*TASKS FOR THIS EXERCISE:*
#1 According to the running blog, what did the writer redecorate before deciding to start the run?
#2 In the running blog, substitute "bike path" for "cycle track" in the part that opens with the words "On my route there" and closes with "see what happens.", and write that part out.
#3 Rewrite the paragraph of the running blog that begins "So. firstly one of the things" as a short list that keeps its main facts.

--- Start EXTRACT PROVIDED ---

Today it was pretty cold and windy but I still made myself do it which is good. At the start I pushed myself more and beat some of my run markers but I paid for it by having to walk more and a stitch in my side yet again. But the stitch isnt too bad.
I had a drink yesterday on day 2 whereas today I didnt and I think it does make a difference to hydrate first.
After about an hours rest when I got home I went to the library which is quite a walk and when I got to do library I got twinges of pain like spasms in my right leg. Im sure its nothing and so long as I keep this up it can only get easier. I think I was out of breathe for less time when I got home too.
On my route there is a part that has a parallel path that is down a slope a little and my youngest thought she was cool to run it (her run keeps up with me walking). I thought maybe she will become a runner too from seeing me do it hahaha.
Also there is another part on my route that I could use to extend it just a little and also be more of a private route, on a cycle track which runs parallel to my now route. But again, I dont want to change things just yet. Tomorrow will be day 4 and friday day 5 so pretty good. Shame about the weekend cos my eldest doesnt like going out for 'walks' or anything. Will see what happens.

Monday 26 January 2015

First Day 26/01/2015

Ok so its nearer the end of the month than the start but from settling the girls back into their school routine and redecorating my room, a happy achievement as it was one of my new years wishes, I had a spur of the moment decision to start my fat bitch run today. Its a small step and far from what the book describes as a starting point but I believe it is flexable to a persons needs.
So. firstly one of the things I havent got around to yet is making that leap to doing it when my youngest goes to nursery. Instead I decided to take her with me in the mornings which means pushing a buggy... But its a start.. And its a little less daunting with her company than on my own. Although I found it more difficult not being able to swing your arms when running.

--- End EXTRACT PROVIDED ---
--- Start SOURCE MATERIAL ---

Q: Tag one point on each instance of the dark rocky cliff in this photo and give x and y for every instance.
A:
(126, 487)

--- End SOURCE MATERIAL ---

*ANSWERS TO EACH TASK:*
#1 The writer's room, which was one of the new year's wishes.

#2
On my route there is a part that has a parallel path that is down a slope a little and my youngest thought she was cool to run it (her run keeps up with me walking). I thought maybe she will become a runner too from seeing me do it hahaha.
Also there is another part on my route that I could use to extend it just a little and also be more of a private route, on a bike path which runs parallel to my now route. But again, I dont want to change things just yet. Tomorrow will be day 4 and friday day 5 so pretty good. Shame about the weekend cos my eldest doesnt like going out for 'walks' or anything. Will see what happens.

#3
- The writer hasn't yet started running while the youngest is at nursery.
- Instead, the youngest comes along in the mornings, which means pushing a buggy.
- Having her along makes it less daunting than going alone.
- Not being able to swing one's arms made running more difficult.